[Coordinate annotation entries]
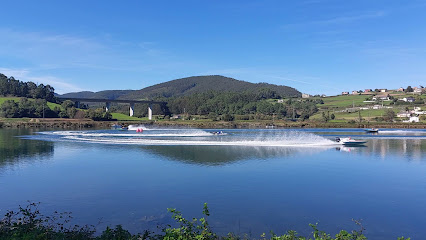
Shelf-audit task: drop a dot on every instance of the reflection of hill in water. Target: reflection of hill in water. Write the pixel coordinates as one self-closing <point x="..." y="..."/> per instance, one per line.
<point x="412" y="149"/>
<point x="222" y="155"/>
<point x="14" y="149"/>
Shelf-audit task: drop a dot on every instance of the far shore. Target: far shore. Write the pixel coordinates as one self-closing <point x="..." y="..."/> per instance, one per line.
<point x="60" y="123"/>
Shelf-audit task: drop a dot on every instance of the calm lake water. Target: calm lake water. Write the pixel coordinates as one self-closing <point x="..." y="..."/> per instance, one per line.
<point x="254" y="181"/>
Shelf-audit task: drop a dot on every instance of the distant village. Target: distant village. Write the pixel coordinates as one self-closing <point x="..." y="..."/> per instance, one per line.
<point x="400" y="96"/>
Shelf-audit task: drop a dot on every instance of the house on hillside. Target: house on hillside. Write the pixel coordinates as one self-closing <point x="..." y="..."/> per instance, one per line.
<point x="418" y="90"/>
<point x="407" y="99"/>
<point x="413" y="119"/>
<point x="403" y="114"/>
<point x="305" y="95"/>
<point x="382" y="97"/>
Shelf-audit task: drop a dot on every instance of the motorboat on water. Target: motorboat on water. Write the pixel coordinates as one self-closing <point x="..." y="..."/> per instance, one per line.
<point x="372" y="130"/>
<point x="119" y="127"/>
<point x="350" y="142"/>
<point x="219" y="133"/>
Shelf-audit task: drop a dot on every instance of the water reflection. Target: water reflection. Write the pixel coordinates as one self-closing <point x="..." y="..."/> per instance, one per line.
<point x="14" y="150"/>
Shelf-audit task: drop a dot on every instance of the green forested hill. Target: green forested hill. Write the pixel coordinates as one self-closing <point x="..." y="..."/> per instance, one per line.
<point x="106" y="94"/>
<point x="189" y="86"/>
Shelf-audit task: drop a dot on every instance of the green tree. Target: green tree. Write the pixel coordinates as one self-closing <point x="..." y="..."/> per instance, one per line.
<point x="389" y="115"/>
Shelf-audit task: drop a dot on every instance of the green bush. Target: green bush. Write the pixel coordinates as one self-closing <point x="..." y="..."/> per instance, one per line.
<point x="29" y="223"/>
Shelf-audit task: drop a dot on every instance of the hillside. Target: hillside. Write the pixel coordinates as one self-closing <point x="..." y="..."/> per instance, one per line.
<point x="106" y="94"/>
<point x="188" y="86"/>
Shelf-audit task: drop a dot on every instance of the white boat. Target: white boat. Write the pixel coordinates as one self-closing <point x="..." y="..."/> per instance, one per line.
<point x="372" y="130"/>
<point x="350" y="142"/>
<point x="219" y="133"/>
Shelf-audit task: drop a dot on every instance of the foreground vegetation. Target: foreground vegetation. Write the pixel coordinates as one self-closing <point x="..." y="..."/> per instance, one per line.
<point x="29" y="223"/>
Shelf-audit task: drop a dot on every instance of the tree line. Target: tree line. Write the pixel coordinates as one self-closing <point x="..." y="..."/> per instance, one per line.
<point x="261" y="102"/>
<point x="12" y="87"/>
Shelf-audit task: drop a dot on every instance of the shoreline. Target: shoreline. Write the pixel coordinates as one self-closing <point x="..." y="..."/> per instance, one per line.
<point x="88" y="124"/>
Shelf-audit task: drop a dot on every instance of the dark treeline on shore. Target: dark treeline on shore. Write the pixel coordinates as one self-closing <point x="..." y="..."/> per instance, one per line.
<point x="263" y="102"/>
<point x="12" y="87"/>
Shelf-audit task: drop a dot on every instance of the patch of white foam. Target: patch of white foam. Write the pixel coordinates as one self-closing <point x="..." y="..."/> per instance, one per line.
<point x="281" y="139"/>
<point x="403" y="131"/>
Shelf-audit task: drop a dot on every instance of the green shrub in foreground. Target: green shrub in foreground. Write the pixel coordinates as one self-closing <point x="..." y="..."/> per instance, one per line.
<point x="29" y="223"/>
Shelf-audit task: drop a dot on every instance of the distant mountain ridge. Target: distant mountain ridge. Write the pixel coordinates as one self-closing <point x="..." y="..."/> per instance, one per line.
<point x="187" y="86"/>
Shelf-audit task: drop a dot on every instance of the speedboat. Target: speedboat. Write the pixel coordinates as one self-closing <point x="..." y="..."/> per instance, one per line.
<point x="350" y="142"/>
<point x="372" y="130"/>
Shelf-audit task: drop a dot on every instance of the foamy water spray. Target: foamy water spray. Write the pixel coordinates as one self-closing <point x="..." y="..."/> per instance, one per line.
<point x="196" y="137"/>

■ What you will do: Repeat the data in full and exactly. Omit pictures.

■ Task output:
Shelf-audit task: drop a dot on every instance of the reflection of hill in water. Target: reflection of hill in water. Write the pixel coordinates as one self-closing <point x="..." y="..."/> per instance, one per line.
<point x="412" y="149"/>
<point x="222" y="155"/>
<point x="14" y="149"/>
Shelf-audit task: drop a dot on every instance of the far shore. Target: far shore. Write the pixel coordinates as one self-closing <point x="..." y="..."/> per instance, one per line.
<point x="60" y="123"/>
Shelf-audit task: drop a dot on every instance of the calm lake water. Target: calm lake water. Write the pixel coordinates as one self-closing <point x="..." y="..."/> per instance, one per line.
<point x="254" y="181"/>
Shelf-audit task: drop a dot on every instance of the distant village. Target: distant village. Write the pixel coordinates as one self-closing <point x="..." y="..."/> per instance, one per line.
<point x="400" y="96"/>
Shelf-audit task: drop a dot on every instance of the house on hillside. Target: house on hillside. Write the pixel coordinates as one self-closing <point x="..." y="..."/> per instance, one per line.
<point x="418" y="90"/>
<point x="407" y="99"/>
<point x="413" y="119"/>
<point x="403" y="114"/>
<point x="305" y="95"/>
<point x="382" y="97"/>
Shelf-audit task: drop a dot on every instance of the motorboat on water. Target: motorboat on water. Write the pixel coordinates as one self-closing <point x="..." y="..."/> per instance, one per line.
<point x="372" y="130"/>
<point x="119" y="127"/>
<point x="350" y="142"/>
<point x="219" y="133"/>
Shelf-audit task: drop a dot on every instance of the water reflection. Target: water reflection. Write the pixel coordinates as one self-closing <point x="..." y="..."/> per instance, one per line.
<point x="14" y="150"/>
Shelf-audit task: drop a dot on every instance of the green forested hill. Target: green forested hill. Write the pixel coordinates as one self-closing <point x="..." y="..."/> per instance, one per line.
<point x="106" y="94"/>
<point x="189" y="86"/>
Shelf-audit task: drop a dot on every instance of the green tree. Target: green tree. Write the pixel coordinates as one self-closing <point x="..." y="..."/> per instance, one per line.
<point x="389" y="115"/>
Shelf-audit task: drop a dot on every instance of the green bush. Target: green bush. Write the pixel coordinates as one self-closing <point x="..." y="..."/> per instance, one per line.
<point x="29" y="223"/>
Shelf-audit task: drop a dot on every instance of the hillside. Target: hillside. Write the pixel coordinates as one self-closing <point x="..." y="..."/> per instance, one per line.
<point x="106" y="94"/>
<point x="188" y="86"/>
Shelf-audit task: drop a dot on every instance of the white boat. Target: white boat. Write the pixel coordinates as one self-closing <point x="..." y="..."/> per instance, one per line.
<point x="372" y="130"/>
<point x="350" y="142"/>
<point x="219" y="133"/>
Shelf-audit task: drop a dot on every instance of the foreground vegetation. Target: foreground vegetation. Write the pixel coordinates as one self-closing <point x="..." y="..."/> per instance, one per line.
<point x="29" y="223"/>
Shelf-audit task: drop a dot on every instance of the tree line. Target: tree line. Write the pixel coordinates as one self-closing <point x="..." y="..."/> per instance, one per line.
<point x="261" y="102"/>
<point x="12" y="87"/>
Shelf-audit task: drop a dot on every instance of the shoreline. Target: shoreline. Write the pixel coordinates as one self-closing <point x="..." y="..."/> per instance, one per line.
<point x="88" y="124"/>
Shelf-audit task: drop a dot on every instance of the dark treeline on shore. Target: dark treeline on shore. Write the pixel coordinates as one self-closing <point x="..." y="..."/> per instance, one per line.
<point x="263" y="102"/>
<point x="12" y="87"/>
Shelf-audit task: drop a dot on every instance of the patch of white foam. Target: patch of white foam. Write the pixel coordinates as one self-closing <point x="..." y="..."/> per instance, one per line.
<point x="281" y="139"/>
<point x="403" y="131"/>
Shelf-audit task: drop a dot on every instance of the green shrub in foreground. Target: green shrub in foreground. Write the pixel coordinates as one self-closing <point x="..." y="..."/> per instance, one per line.
<point x="29" y="223"/>
Shelf-audit task: drop a dot on every instance of the distant mountain ridge. Target: distant mountain ridge. Write the pixel coordinates as one self-closing <point x="..." y="..."/> per instance, one per line.
<point x="187" y="86"/>
Shelf-audit task: drop a dot on every instance of the speedboat. Target: speedboat. Write the pixel coordinates as one self-closing <point x="..." y="..."/> per instance, one per line.
<point x="350" y="142"/>
<point x="372" y="130"/>
Shelf-audit task: drop a dot on every instance of the foamy water spray. Target: foamy water spray. Write the pixel coordinates as one self-closing <point x="..." y="..."/> per instance, one per line.
<point x="196" y="137"/>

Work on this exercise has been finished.